— CHECK YOUR UNDERSTANDING —
1. In the passage on chemical vapor deposition of h-BN, which solid precursor is described as stable with a 1:1 B/N stoichiometry?
2. Echo the passage on chemical vapor deposition of h-BN from "Chemical vapor deposition" up to and including "at higher pressures.".
3. Summarize the passage on chemical vapor deposition of h-BN in two sentences.

— TEXT SECTION —
BEGIN
Chemical vapor deposition (CVD) is a bottom-up chemical deposition method used to construct high-quality nanoscale films. In CVD, a substrate is exposed to precursors, which react on the wafer surface to produce the desired film. This reaction often also results in toxic byproducts. Historically, ultra-high vacuum CVD (UHVCVD) has been used for thin h-BN deposition on transition metals. More recently, CVD of h-BN has also been successful on metallic surfaces at higher pressures.

CVD is reliant on the use of reactive precursors. For h-BN, there are gaseous, liquid, and solid options to choose from, each with their respective advantages and drawbacks. Gaseous precursors, such as BF_{3}/NH_{3}, BCl_{3}/NH_{3}, and B_{2}H_{6}/NH_{3}, are toxic and require careful ratios of gases to preserve a 1:1 B/N stoichiometry. Liquid precursors, such as borazine, have equal amounts of boron and nitrogen, and do not produce highly toxic side products. However, they are sensitive to moisture, and hydrolyze readily. This drawback can be counteracted by raising the temperature, but higher temperatures also result in increased rates of reaction. Finally, for solid precursors, borazane is stable and has a 1:1 B/N stoichiometry. Its drawback is its decomposition into the highly active BH_{2}NH_{2}, which polymerizes at room temperature. Pure borazane consequently does not work as a precursors, and should be mixed with BH_{2}NH_{2} and borazine.
END
— DATA UNDER STUDY —
BEGIN
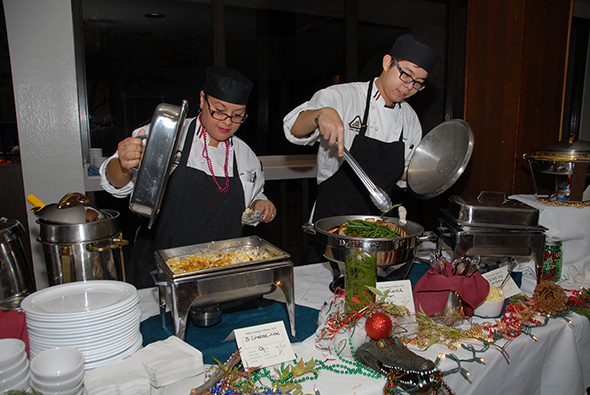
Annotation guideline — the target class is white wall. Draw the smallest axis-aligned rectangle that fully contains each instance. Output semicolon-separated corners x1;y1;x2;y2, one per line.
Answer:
END
BEGIN
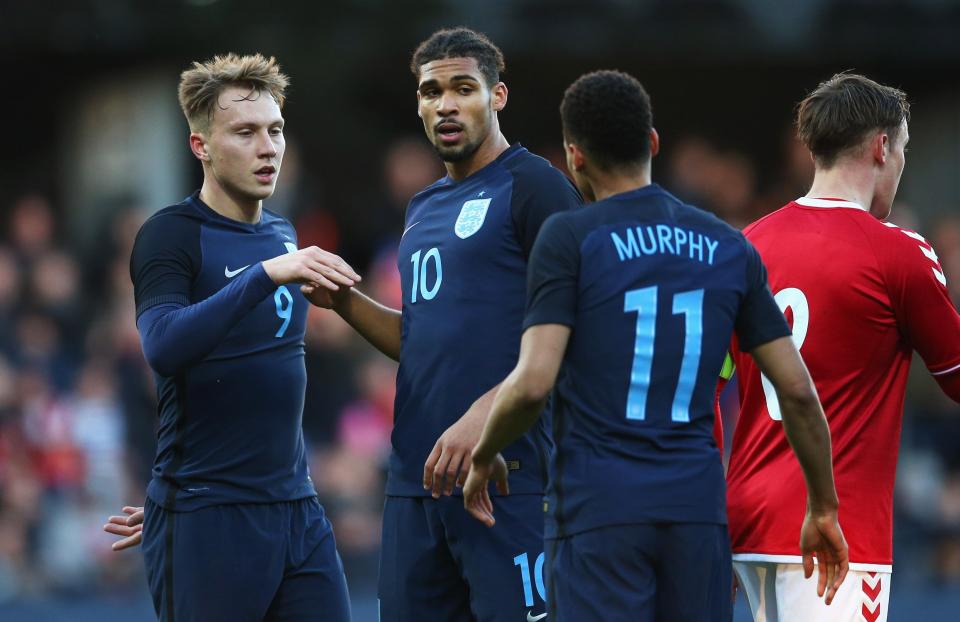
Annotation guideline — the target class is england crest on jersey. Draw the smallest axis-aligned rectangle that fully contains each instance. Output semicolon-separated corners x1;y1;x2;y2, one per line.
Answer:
END
— SOLUTION SET —
1. Borazane.

2.
Chemical vapor deposition (CVD) is a bottom-up chemical deposition method used to construct high-quality nanoscale films. In CVD, a substrate is exposed to precursors, which react on the wafer surface to produce the desired film. This reaction often also results in toxic byproducts. Historically, ultra-high vacuum CVD (UHVCVD) has been used for thin h-BN deposition on transition metals. More recently, CVD of h-BN has also been successful on metallic surfaces at higher pressures.

3. Chemical vapor deposition (CVD) builds high-quality nanoscale films by exposing a substrate to precursors that react on its surface, and it has been used to deposit h-BN on transition metals and other metallic surfaces. For h-BN, gaseous precursors are toxic and need careful gas ratios, liquid borazine is sensitive to moisture and hydrolyzes readily, and solid borazane decomposes into highly active BH_{2}NH_{2}, which polymerizes at room temperature.